◆ TASK STATEMENT
Please print all of the records shown below, exactly as given.

# # # # #

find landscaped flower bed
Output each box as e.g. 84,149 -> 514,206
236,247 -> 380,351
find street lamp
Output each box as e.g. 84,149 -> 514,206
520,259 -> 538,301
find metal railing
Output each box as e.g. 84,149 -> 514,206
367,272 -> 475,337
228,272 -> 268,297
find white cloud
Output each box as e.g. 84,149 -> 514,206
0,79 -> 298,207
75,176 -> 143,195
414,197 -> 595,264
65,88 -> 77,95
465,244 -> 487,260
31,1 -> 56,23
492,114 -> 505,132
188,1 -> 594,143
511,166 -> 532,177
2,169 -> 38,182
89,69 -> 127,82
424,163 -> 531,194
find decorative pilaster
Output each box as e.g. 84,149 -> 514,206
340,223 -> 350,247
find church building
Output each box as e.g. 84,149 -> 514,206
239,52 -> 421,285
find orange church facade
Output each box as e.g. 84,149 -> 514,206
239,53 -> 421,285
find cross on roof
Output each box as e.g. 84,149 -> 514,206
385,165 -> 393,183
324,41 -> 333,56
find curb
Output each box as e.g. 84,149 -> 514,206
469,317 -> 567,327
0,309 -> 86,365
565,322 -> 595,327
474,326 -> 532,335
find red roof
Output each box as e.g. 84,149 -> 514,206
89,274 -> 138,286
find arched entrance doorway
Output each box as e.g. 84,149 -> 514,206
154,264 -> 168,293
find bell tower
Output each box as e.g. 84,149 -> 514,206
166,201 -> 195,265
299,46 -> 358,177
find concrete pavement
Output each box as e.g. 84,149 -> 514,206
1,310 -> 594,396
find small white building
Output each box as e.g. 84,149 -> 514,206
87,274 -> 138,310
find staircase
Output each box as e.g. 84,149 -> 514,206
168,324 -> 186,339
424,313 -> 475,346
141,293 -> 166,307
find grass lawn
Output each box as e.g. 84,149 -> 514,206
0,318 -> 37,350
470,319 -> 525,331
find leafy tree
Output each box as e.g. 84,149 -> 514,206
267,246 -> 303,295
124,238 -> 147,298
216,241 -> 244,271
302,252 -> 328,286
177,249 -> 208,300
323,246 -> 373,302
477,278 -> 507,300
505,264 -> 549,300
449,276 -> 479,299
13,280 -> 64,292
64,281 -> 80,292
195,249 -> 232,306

# # # # #

◆ ANSWER TO THIS EXERCISE
find landscaped flower bed
Output each box as e.g. 84,149 -> 514,206
236,247 -> 380,351
find street lamp
Output each box as e.g. 84,149 -> 514,206
520,259 -> 538,301
find metal railing
Output each box as e.g. 84,149 -> 514,206
367,272 -> 475,337
228,272 -> 268,297
find white cloud
Output each box as e.g. 84,149 -> 514,206
0,79 -> 298,207
75,176 -> 143,195
414,197 -> 595,264
65,88 -> 77,95
465,244 -> 487,260
31,1 -> 56,23
492,114 -> 505,132
188,1 -> 594,143
511,166 -> 532,177
2,169 -> 38,182
89,69 -> 127,82
424,163 -> 531,194
find decorative pilaster
Output each box as e.g. 84,149 -> 514,206
340,223 -> 350,247
find church building
Output each box as e.g. 84,149 -> 514,206
239,52 -> 421,285
find orange church facade
Output each box as e.g. 84,149 -> 514,206
239,53 -> 421,285
find cross on roof
Output each box as e.g. 84,149 -> 514,206
385,165 -> 393,183
324,41 -> 333,56
find curb
Output each box as e.g. 84,149 -> 514,206
469,317 -> 567,327
0,309 -> 86,365
565,322 -> 595,327
474,326 -> 532,335
find red roof
Output each box as e.g. 84,149 -> 514,206
89,274 -> 138,286
find arched entrance doorway
Output each box as e.g. 84,149 -> 514,206
154,264 -> 168,293
find bell tower
Output each box as e.g. 84,149 -> 514,206
166,201 -> 195,265
299,46 -> 358,177
find concrete pavement
Output each box as e.g. 84,149 -> 514,206
1,310 -> 594,396
find small white building
Output each box as e.g. 84,149 -> 514,206
87,274 -> 138,310
find staircase
Output each box as e.g. 84,149 -> 514,206
168,324 -> 186,339
424,313 -> 475,346
141,293 -> 166,307
find grass lawn
Output each box as e.g. 84,149 -> 514,206
0,318 -> 37,350
470,319 -> 525,331
find leafy tree
Output each box as e.g. 84,149 -> 514,206
267,246 -> 303,295
124,238 -> 147,298
216,241 -> 244,271
302,252 -> 328,286
177,249 -> 208,300
323,246 -> 373,302
477,278 -> 507,300
505,264 -> 549,300
449,276 -> 479,299
13,280 -> 64,292
64,281 -> 80,292
195,249 -> 232,306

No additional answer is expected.